What you will do
Rescale the listing from the line containing "Every instance of the seal body" through the final line of the listing, both included. Write every line in that span again, requests too, with each point coordinate multiplied by 1.95 and rounded to the nearest whole number, halves rounding up.

Data for processing
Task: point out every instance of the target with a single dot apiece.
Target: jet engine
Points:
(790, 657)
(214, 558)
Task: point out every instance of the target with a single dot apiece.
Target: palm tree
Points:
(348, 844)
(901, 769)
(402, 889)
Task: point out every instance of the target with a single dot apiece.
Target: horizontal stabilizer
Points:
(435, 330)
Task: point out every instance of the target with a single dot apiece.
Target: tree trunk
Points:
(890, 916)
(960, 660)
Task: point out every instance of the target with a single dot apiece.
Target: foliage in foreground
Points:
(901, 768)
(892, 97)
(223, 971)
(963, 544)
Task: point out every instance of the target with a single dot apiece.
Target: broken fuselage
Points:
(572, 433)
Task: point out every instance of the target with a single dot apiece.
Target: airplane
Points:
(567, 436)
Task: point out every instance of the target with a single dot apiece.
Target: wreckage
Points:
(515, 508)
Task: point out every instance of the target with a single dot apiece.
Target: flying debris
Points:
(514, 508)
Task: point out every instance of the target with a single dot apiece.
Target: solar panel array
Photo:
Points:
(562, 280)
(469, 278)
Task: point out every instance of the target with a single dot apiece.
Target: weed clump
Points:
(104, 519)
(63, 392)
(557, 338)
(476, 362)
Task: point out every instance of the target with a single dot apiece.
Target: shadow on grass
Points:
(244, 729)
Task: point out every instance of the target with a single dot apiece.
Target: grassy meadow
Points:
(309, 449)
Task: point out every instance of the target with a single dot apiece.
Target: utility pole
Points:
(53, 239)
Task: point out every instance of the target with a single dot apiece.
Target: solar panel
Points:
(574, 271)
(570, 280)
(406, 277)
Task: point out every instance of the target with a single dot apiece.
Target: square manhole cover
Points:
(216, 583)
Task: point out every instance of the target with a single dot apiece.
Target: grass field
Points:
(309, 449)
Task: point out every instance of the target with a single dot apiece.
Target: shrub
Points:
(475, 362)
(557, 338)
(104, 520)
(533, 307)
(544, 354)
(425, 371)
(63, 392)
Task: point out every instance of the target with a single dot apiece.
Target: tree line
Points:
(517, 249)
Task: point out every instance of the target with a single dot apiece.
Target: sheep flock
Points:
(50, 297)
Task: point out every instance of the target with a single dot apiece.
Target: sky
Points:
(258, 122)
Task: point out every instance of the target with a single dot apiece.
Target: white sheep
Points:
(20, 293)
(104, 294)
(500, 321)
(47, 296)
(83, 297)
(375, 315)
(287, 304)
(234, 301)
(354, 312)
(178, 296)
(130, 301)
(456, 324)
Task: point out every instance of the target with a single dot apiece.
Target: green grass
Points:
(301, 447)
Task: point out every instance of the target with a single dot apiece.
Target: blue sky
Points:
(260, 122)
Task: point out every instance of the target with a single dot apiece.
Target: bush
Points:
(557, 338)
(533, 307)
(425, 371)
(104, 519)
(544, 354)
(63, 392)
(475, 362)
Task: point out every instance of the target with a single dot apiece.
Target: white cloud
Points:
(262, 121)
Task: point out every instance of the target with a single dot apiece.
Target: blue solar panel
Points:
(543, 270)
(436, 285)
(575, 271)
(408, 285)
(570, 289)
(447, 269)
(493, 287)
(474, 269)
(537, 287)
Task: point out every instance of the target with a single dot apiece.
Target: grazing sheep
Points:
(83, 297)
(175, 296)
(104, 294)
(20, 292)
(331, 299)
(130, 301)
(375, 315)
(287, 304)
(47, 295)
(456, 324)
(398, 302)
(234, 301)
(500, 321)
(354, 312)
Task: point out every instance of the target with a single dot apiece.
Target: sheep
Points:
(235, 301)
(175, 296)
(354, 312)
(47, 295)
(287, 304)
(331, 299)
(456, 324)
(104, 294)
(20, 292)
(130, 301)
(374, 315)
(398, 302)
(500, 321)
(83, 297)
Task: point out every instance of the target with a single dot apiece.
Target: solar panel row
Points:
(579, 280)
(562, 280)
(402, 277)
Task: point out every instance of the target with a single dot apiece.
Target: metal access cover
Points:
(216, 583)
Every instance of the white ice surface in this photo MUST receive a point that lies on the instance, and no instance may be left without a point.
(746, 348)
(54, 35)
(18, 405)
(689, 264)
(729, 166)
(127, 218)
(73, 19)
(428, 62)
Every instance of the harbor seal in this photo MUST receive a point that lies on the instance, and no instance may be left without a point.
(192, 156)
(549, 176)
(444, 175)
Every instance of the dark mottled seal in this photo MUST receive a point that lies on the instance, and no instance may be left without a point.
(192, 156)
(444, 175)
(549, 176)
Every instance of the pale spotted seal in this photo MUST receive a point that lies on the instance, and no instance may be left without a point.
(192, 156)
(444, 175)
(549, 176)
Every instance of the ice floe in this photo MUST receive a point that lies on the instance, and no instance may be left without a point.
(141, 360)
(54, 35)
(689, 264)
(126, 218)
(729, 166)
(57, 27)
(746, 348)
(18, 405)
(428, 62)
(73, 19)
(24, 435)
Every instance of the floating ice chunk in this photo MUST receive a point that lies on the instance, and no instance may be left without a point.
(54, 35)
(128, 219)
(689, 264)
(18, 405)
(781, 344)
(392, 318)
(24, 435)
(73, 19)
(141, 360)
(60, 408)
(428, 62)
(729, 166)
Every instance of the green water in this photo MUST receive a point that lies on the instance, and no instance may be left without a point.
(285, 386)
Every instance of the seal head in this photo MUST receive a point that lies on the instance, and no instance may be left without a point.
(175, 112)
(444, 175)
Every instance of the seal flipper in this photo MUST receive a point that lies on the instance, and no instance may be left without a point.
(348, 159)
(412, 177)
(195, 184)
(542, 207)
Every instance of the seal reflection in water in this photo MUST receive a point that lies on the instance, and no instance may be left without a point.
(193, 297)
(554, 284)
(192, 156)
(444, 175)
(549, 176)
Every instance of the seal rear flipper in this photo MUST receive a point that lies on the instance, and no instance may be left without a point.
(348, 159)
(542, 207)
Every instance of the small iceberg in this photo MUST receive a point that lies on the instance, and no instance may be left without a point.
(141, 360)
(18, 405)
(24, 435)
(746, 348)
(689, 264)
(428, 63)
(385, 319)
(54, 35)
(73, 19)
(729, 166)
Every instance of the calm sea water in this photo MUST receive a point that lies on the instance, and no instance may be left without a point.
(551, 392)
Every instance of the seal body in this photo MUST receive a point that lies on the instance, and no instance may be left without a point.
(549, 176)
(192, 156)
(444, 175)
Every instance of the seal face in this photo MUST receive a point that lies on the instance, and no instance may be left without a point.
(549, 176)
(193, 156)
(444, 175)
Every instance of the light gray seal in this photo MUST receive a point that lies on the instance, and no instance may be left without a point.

Answer below
Every instance of the seal body in this photo MUST receive a point that lies on the instance, and no instance may be left without a point.
(1071, 343)
(374, 304)
(866, 341)
Every instance of the seal face in this photo MUST receive a point that lies on the instance, and no instance may be left without a point.
(1071, 343)
(376, 304)
(866, 341)
Every instance of the light gray seal in this photo MUST receive a point that lies on the instance, and no instance may be left without a point.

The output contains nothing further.